• WORK ORDER 1: Which groups of children does the passage about children and the pandemic name as the ones who will get the worst of it? List them as the passage words them.
• WORK ORDER 2: In the passage about children and the pandemic, switch "pandemic" to "crisis" and write out the text from "A study just" to "health issues before.".

The parents and caregivers in our close-knit strata had called an emergency Zoom meeting the day after the news broke about the new restrictions in British Columbia.  

The mother whose voice broke expressed such genuine heartbreak: for her children, for our community’s children.    This has been hard on everyone.

As the founder of an NPO that seeks to bring yoga to everyone, particularly underserved kids and families, my first reaction to her sadness is empathy-closely followed by a second reaction- what about the kids and families who are marginalized, racially and socioeconomically.  Who struggles getting their basic needs met, who don’t have access to the things that have kept so many of us sane during this time?   

A study just came out of SFU.   It says that kiddos’ mental health is really going to suffer because of this pandemic.  As usual, it’s the children who are already struggling who will get the worst of it: foster kids, racialized and Indigenous kids, poor kids, kids who had mental health issues before.

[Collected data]

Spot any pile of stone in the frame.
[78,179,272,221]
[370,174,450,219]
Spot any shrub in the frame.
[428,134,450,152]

• TASK ANSWER 1: foster kids; racialized and Indigenous kids; poor kids; kids who had mental health issues before

• TASK ANSWER 2:
A study just came out of SFU.   It says that kiddos’ mental health is really going to suffer because of this crisis.  As usual, it’s the children who are already struggling who will get the worst of it: foster kids, racialized and Indigenous kids, poor kids, kids who had mental health issues before.